Document excerpt:

▬▬▬▬▬▬▬▬▬▬

Background: Our understanding of the biological processes that generate somatic mutations in breast cancer has increased markedly over the past five years. Using the catalog of somatic mutations present in cancer genomes, over 30 “mutational signatures” have been produced. While these provide important insights into the processes responsible for somatic mutation, gaps remain, and the etiology of several signatures remains unknown.

Methods: We have developed a new method in which the specific nucleotide change (e.g., C>T), the codon that each mutation falls in (e.g., GCT), the position in the codon (e.g., 2), and the nucleotides immediately 5' and 3' of the mutation (e.g., 5': C; 3': G) are all considered. The summary of these mutation characteristics forms a mutational profile for each tissue sample. Putting multiple samples' profiles together forms a sparse matrix with the number of samples as rows and the mutation characteristics as columns. Nonsmooth nonnegative matrix factorization was then applied to enable the discovery of intrinsic patterns in this sparse matrix.

Results: Using somatic mutations identified in 1017 breast cancer tissues from The Cancer Genome Atlas (TCGA), we have identified four mutational signatures. Signature A correlates with the well-defined APOBEC signatures and signature B with the “aging” signature, which is the result 5-methylcytosine hydrolysis. Signature C and signature D are potentially new signatures. Signature D is enriched with C:G>A:T mutations; these mostly occur in the middle position of codons, and are enriched with GG(CC) either 5' or 3' of the mutation's sequence context. G>T mutations are known to occur as a consequence of oxidative damage that is not repaired. Guanines are vulnerable as they have the highest vertical oxidation potential of the nucleobases. The 5' guanines in GG sites are especially reactive. We hypothesize that Signature D results from oxidative mutagenesis.

When correlated with clinical phenotypes, the basal subtype is clearly enriched for tumors with the Signature D mutation pattern (exposure level is in 169 basal tumors and in 797 non-basal tumors, p=<0.01), suggesting an etiologic link with basal-like breast cancer. G>T somatic mutations in breast cancer mainly take place during cell replication rather than during transcription. In the normal breast, epithelial cell replication occurs during the luteal phase of the menstrual cycle and during pregnancy, primarily under the direction of progesterone (P). P binds to its receptor (PR) in a subpopulation of PR positive cells where it initiates the transcription of genes including RANKL, with resultant paracrine stimulation (through RANK), of the NF-κB signaling pathway in neighboring cells. The four RANKL genes (TOP2A, MKI67, PBK, CDK1), defined by Nolan et al., are all positively associated with the signature D (P-values < 0.05), suggesting that this type of mutagenesis is associated with RANKL pathway upregulation.

Conclusions: We have identified a potentially new somatic mutational signature, which we have designated as Signature D, which appears to result from exposure of DNA to oxidative stress during replication. It is associated with the basal subtype of breast cancer as well as RANKL- NF-κB pathway upregulation.

Citation Format: Zeng Z, Vo AH, Luo Y, Khan SA, Clare SE. Novel breast cancer mutational signatures [abstract]. In: Proceedings of the 2018 San Antonio Breast Cancer Symposium; 2018 Dec 4-8; San Antonio, TX. Philadelphia (PA): AACR; Cancer Res 2019;79(4 Suppl):Abstract nr P3-06-06.

▬▬▬▬▬▬▬▬▬▬

Entries provided:
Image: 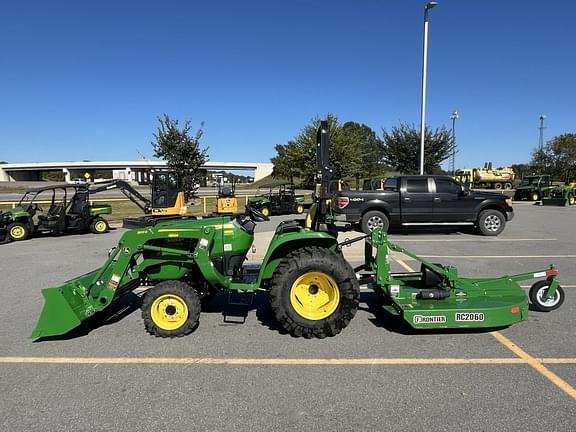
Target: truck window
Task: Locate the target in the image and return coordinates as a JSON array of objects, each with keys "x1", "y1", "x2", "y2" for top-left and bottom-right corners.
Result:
[
  {"x1": 406, "y1": 178, "x2": 428, "y2": 193},
  {"x1": 435, "y1": 179, "x2": 462, "y2": 195},
  {"x1": 384, "y1": 177, "x2": 398, "y2": 192}
]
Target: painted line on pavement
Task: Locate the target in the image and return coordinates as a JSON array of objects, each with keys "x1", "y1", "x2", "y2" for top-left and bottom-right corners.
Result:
[
  {"x1": 490, "y1": 332, "x2": 576, "y2": 399},
  {"x1": 420, "y1": 255, "x2": 576, "y2": 259},
  {"x1": 0, "y1": 357, "x2": 576, "y2": 367},
  {"x1": 390, "y1": 238, "x2": 558, "y2": 243}
]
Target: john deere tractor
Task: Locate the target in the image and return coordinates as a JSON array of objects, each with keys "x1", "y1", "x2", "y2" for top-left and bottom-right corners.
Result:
[
  {"x1": 32, "y1": 121, "x2": 564, "y2": 338},
  {"x1": 0, "y1": 184, "x2": 112, "y2": 242}
]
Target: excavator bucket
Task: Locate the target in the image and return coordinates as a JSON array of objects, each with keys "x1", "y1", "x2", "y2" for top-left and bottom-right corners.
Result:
[{"x1": 32, "y1": 271, "x2": 98, "y2": 339}]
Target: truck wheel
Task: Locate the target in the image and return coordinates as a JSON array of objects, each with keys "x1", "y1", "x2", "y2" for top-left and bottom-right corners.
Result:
[
  {"x1": 360, "y1": 210, "x2": 390, "y2": 234},
  {"x1": 142, "y1": 281, "x2": 201, "y2": 338},
  {"x1": 90, "y1": 218, "x2": 110, "y2": 234},
  {"x1": 528, "y1": 280, "x2": 564, "y2": 312},
  {"x1": 8, "y1": 222, "x2": 30, "y2": 241},
  {"x1": 270, "y1": 246, "x2": 360, "y2": 339},
  {"x1": 478, "y1": 209, "x2": 506, "y2": 236}
]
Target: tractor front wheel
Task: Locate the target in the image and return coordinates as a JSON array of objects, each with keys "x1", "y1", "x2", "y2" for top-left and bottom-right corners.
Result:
[
  {"x1": 142, "y1": 281, "x2": 202, "y2": 338},
  {"x1": 270, "y1": 246, "x2": 360, "y2": 339},
  {"x1": 528, "y1": 280, "x2": 564, "y2": 312},
  {"x1": 90, "y1": 218, "x2": 110, "y2": 234},
  {"x1": 8, "y1": 222, "x2": 30, "y2": 241}
]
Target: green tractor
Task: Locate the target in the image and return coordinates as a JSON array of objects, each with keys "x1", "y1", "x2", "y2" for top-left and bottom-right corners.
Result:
[
  {"x1": 514, "y1": 175, "x2": 551, "y2": 201},
  {"x1": 0, "y1": 184, "x2": 112, "y2": 242},
  {"x1": 542, "y1": 182, "x2": 576, "y2": 207},
  {"x1": 32, "y1": 121, "x2": 564, "y2": 338},
  {"x1": 248, "y1": 183, "x2": 304, "y2": 217}
]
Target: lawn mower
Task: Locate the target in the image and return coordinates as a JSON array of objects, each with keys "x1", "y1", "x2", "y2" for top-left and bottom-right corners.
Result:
[{"x1": 32, "y1": 121, "x2": 564, "y2": 338}]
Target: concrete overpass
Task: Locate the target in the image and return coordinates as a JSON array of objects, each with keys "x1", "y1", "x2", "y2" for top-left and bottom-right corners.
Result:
[{"x1": 0, "y1": 160, "x2": 273, "y2": 183}]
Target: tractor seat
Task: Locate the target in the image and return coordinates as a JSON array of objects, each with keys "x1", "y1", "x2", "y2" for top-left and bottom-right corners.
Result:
[{"x1": 38, "y1": 204, "x2": 64, "y2": 222}]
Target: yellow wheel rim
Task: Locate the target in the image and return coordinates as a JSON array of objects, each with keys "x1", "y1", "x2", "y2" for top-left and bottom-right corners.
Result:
[
  {"x1": 94, "y1": 221, "x2": 106, "y2": 232},
  {"x1": 290, "y1": 272, "x2": 340, "y2": 321},
  {"x1": 150, "y1": 294, "x2": 188, "y2": 330},
  {"x1": 10, "y1": 225, "x2": 26, "y2": 240}
]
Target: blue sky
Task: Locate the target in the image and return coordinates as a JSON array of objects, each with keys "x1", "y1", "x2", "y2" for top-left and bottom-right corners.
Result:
[{"x1": 0, "y1": 0, "x2": 576, "y2": 167}]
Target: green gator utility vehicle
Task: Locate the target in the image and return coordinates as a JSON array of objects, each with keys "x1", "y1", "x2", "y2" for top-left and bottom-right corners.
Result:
[
  {"x1": 248, "y1": 183, "x2": 304, "y2": 217},
  {"x1": 32, "y1": 121, "x2": 564, "y2": 338},
  {"x1": 0, "y1": 184, "x2": 112, "y2": 241}
]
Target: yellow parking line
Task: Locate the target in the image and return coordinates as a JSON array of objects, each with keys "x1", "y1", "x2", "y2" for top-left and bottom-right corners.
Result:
[
  {"x1": 491, "y1": 332, "x2": 576, "y2": 399},
  {"x1": 0, "y1": 357, "x2": 576, "y2": 369}
]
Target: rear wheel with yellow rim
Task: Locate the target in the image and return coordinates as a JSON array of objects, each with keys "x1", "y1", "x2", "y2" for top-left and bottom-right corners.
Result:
[
  {"x1": 142, "y1": 281, "x2": 201, "y2": 338},
  {"x1": 270, "y1": 246, "x2": 360, "y2": 338},
  {"x1": 8, "y1": 222, "x2": 30, "y2": 241}
]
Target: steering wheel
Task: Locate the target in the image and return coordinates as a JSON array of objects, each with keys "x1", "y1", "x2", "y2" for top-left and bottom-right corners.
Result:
[{"x1": 246, "y1": 204, "x2": 270, "y2": 222}]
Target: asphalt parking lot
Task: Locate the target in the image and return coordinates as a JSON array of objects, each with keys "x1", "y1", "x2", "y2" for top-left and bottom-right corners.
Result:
[{"x1": 0, "y1": 203, "x2": 576, "y2": 431}]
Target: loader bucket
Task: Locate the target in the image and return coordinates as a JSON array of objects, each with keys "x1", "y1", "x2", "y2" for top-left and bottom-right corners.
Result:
[{"x1": 32, "y1": 272, "x2": 97, "y2": 339}]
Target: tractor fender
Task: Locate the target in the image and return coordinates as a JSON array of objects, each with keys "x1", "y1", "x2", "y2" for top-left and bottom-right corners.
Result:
[{"x1": 258, "y1": 231, "x2": 338, "y2": 284}]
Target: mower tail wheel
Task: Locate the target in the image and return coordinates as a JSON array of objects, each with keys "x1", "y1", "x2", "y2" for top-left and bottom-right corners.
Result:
[
  {"x1": 142, "y1": 281, "x2": 201, "y2": 338},
  {"x1": 528, "y1": 280, "x2": 564, "y2": 312},
  {"x1": 8, "y1": 222, "x2": 30, "y2": 241},
  {"x1": 270, "y1": 246, "x2": 360, "y2": 339},
  {"x1": 90, "y1": 218, "x2": 110, "y2": 234}
]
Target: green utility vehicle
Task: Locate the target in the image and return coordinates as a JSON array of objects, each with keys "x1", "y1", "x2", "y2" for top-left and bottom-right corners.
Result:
[
  {"x1": 32, "y1": 121, "x2": 564, "y2": 338},
  {"x1": 514, "y1": 175, "x2": 551, "y2": 201},
  {"x1": 0, "y1": 184, "x2": 112, "y2": 241},
  {"x1": 542, "y1": 182, "x2": 576, "y2": 207},
  {"x1": 248, "y1": 183, "x2": 304, "y2": 217}
]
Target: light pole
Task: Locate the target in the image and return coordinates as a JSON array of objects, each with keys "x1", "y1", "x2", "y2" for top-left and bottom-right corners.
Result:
[
  {"x1": 420, "y1": 2, "x2": 438, "y2": 175},
  {"x1": 450, "y1": 111, "x2": 460, "y2": 176}
]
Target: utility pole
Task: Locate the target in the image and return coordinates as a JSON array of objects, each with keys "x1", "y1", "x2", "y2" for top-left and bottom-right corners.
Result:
[
  {"x1": 450, "y1": 111, "x2": 460, "y2": 177},
  {"x1": 420, "y1": 2, "x2": 438, "y2": 175},
  {"x1": 538, "y1": 114, "x2": 546, "y2": 151}
]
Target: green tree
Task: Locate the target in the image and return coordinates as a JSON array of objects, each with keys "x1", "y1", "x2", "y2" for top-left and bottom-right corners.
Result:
[
  {"x1": 336, "y1": 122, "x2": 386, "y2": 187},
  {"x1": 383, "y1": 123, "x2": 454, "y2": 174},
  {"x1": 152, "y1": 114, "x2": 208, "y2": 200},
  {"x1": 271, "y1": 114, "x2": 342, "y2": 186},
  {"x1": 530, "y1": 133, "x2": 576, "y2": 181}
]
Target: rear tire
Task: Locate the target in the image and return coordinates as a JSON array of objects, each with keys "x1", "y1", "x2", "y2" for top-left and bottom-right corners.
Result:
[
  {"x1": 528, "y1": 280, "x2": 564, "y2": 312},
  {"x1": 270, "y1": 246, "x2": 360, "y2": 339},
  {"x1": 8, "y1": 222, "x2": 30, "y2": 241},
  {"x1": 142, "y1": 281, "x2": 202, "y2": 338},
  {"x1": 360, "y1": 210, "x2": 390, "y2": 234},
  {"x1": 90, "y1": 218, "x2": 110, "y2": 234},
  {"x1": 478, "y1": 209, "x2": 506, "y2": 236}
]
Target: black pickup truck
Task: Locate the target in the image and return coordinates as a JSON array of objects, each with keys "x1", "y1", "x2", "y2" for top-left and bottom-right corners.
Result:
[{"x1": 332, "y1": 176, "x2": 514, "y2": 236}]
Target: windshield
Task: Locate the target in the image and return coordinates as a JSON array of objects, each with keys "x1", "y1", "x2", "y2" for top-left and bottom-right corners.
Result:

▬▬▬▬▬▬▬▬▬▬

Copy the stretch of the breast cancer abstract from "Conclusions: We have" through "Suppl):Abstract nr P3-06-06.", replacing "oxidative stress" with "oxidative injury". Rely only on the breast cancer abstract when answering.

Conclusions: We have identified a potentially new somatic mutational signature, which we have designated as Signature D, which appears to result from exposure of DNA to oxidative injury during replication. It is associated with the basal subtype of breast cancer as well as RANKL- NF-κB pathway upregulation.

Citation Format: Zeng Z, Vo AH, Luo Y, Khan SA, Clare SE. Novel breast cancer mutational signatures [abstract]. In: Proceedings of the 2018 San Antonio Breast Cancer Symposium; 2018 Dec 4-8; San Antonio, TX. Philadelphia (PA): AACR; Cancer Res 2019;79(4 Suppl):Abstract nr P3-06-06.